- DOCUMENT SECTION -
__________
The Problem: Slow Refresh Time
You have a Power BI file that takes a long time to refresh. The long refresh time can be because the data source is slow, or the set of transformations steps used are heavy and makes the process of data preparation a lengthy process. Having a long refresh time can cause a log of challenges, for example, you are doing a refresh to develop some changes, but due to the long refresh time, your development speed also reduces, and many other reasons. For example, the Power BI report below takes 5 minutes to refresh.
Note that 5 minutes for refresh is not a long refresh time. and I created that sample model for training purpose here. I’m just showing how to make it faster, even for a refresh that takes 5 minutes. You can apply the same method of refresh processes that take hours long.
Now instead of us waiting for a long time to get this refreshing, and seeing a message like below, we want to speed it up;
The Solution: Push the Transformation to Dataflow
I have previously explained about Power BI dataflow and use cases of it, I also explained how to create your first dataflow. If you are new to Dataflow, here is a very brief explanation:
Power BI Dataflow is a set of Power Query transformations running in the Power BI service independent from a Power BI dataset.
A Power BI dataflow can run Power Query transformations, and load the output into Azure Data Lake storage for future usage. And that is exactly, how it can help with reducing your Power BI dataset refresh time.
If your dataset refresh takes a long time because you have applied a set of heavy data transformations in Power Query, then what you can do instead is to push that set of heavy transformations to a dataflow. That way, the transformations happen on a different process, it loads the output into Azure Data Lake storage of Power BI service, and then you can use that output as the input of the Power BI dataset. The diagram below shows what I’m talking about:
Instead of doing the heavy lifting work in Power BI, just push them all to dataflows, and your data refresh time in Power BI dataset would be super fast! That said, you still need to schedule the refresh of the dataflow in the service. However, because that can run on a different schedule than the Power BI dataset itself, then you don’t have to wait for the refresh to finish to get you development work done. Now let’s see an example of such implementation.
__________
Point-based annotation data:

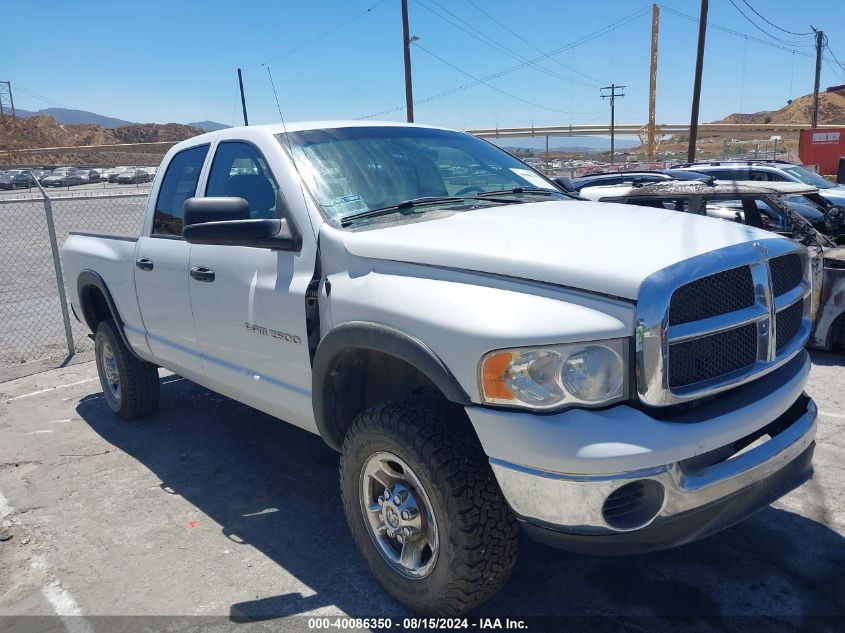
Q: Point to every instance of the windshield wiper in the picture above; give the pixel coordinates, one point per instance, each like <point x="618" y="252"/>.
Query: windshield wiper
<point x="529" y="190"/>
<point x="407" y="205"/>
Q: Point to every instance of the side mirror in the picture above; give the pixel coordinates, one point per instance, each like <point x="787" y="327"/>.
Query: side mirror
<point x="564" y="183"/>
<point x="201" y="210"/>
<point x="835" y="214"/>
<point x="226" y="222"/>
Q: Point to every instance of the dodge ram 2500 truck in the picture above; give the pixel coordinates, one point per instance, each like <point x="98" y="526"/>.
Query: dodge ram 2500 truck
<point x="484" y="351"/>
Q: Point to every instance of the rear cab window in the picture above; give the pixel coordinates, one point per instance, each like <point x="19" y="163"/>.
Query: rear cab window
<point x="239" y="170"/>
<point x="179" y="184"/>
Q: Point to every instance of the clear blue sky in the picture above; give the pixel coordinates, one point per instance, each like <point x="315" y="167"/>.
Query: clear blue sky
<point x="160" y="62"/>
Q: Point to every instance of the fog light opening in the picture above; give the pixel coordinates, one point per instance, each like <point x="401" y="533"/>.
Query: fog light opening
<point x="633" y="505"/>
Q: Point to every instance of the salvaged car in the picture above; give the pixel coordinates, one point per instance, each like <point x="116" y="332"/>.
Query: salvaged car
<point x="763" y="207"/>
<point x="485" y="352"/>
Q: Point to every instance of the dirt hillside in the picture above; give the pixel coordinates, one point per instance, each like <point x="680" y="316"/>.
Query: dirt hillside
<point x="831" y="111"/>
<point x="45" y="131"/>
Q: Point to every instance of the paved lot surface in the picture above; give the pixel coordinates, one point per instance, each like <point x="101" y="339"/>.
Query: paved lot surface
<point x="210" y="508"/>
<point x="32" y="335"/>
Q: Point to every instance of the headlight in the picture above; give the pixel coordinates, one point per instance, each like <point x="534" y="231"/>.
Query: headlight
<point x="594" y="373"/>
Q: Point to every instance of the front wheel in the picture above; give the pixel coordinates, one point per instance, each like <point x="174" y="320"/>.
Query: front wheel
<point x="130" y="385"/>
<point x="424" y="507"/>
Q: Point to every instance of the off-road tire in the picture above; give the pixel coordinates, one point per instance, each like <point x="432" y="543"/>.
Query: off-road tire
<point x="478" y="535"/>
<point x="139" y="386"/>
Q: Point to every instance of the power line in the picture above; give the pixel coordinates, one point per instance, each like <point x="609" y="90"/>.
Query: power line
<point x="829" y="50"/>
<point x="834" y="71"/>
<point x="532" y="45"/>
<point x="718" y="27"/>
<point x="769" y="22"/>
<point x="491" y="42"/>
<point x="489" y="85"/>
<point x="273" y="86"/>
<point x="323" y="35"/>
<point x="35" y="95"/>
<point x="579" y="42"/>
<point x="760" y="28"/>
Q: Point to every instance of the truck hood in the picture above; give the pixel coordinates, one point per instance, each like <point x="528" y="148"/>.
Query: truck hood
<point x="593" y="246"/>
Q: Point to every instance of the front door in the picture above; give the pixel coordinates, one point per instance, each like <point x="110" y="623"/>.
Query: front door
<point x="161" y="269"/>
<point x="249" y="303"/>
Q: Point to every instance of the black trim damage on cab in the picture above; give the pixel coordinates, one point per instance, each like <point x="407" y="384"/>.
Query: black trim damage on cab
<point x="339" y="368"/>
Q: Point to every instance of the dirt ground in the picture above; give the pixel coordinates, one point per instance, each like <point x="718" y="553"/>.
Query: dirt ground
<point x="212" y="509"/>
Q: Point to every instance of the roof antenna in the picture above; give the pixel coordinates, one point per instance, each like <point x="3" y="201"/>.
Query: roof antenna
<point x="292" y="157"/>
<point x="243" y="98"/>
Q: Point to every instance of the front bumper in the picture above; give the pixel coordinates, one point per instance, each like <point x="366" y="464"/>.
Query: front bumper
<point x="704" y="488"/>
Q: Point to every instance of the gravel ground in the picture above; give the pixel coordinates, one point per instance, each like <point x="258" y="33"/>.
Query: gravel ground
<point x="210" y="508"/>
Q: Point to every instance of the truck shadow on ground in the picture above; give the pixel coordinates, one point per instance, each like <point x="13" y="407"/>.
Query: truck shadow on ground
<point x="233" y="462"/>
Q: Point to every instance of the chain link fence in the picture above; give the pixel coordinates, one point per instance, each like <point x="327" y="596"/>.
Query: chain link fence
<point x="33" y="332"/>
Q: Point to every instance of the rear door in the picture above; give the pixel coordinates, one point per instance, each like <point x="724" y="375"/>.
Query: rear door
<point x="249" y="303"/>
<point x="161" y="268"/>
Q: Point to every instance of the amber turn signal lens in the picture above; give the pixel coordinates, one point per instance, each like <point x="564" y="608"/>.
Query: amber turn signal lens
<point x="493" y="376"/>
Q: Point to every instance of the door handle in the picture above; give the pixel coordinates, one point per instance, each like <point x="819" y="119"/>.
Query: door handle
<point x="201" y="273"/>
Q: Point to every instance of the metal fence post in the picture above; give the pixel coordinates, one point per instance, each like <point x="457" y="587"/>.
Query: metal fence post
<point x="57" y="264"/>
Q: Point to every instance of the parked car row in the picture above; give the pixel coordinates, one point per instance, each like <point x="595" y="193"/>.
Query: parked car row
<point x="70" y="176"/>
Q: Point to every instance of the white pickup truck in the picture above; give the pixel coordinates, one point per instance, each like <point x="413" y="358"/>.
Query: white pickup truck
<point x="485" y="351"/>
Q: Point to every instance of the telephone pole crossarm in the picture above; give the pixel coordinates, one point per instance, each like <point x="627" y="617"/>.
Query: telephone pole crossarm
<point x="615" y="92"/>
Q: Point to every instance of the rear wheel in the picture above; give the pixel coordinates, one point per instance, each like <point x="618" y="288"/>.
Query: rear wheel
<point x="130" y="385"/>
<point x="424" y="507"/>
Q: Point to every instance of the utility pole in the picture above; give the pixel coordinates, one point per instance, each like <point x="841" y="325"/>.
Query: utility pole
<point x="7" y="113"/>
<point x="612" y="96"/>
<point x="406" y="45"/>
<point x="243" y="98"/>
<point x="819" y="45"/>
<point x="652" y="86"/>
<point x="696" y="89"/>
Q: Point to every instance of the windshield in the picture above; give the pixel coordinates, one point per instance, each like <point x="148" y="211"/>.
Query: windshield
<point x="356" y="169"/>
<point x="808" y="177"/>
__________
- PROBLEMS TO WORK ON -
A) In the Power BI refresh article, where does a Power BI dataflow load its output for future usage?
B) Rewrite the paragraph of the Power BI refresh article that begins "If your dataset refresh takes a long time" as a short list of its main points.
C) From the Power BI refresh article, return the passage that begins at the words "Note that 5" and stops after "take hours long.".

- FULL SOLUTIONS -
A) Into Azure Data Lake storage.

B)
- A dataset refresh can be slow because of heavy data transformations applied in Power Query.
- Those heavy transformations can be pushed to a dataflow instead.
- The transformations then run on a different process.
- The dataflow loads the output into the Azure Data Lake storage of the Power BI service.
- That output can then be used as the input of the Power BI dataset.

C)
Note that 5 minutes for refresh is not a long refresh time. and I created that sample model for training purpose here. I’m just showing how to make it faster, even for a refresh that takes 5 minutes. You can apply the same method of refresh processes that take hours long.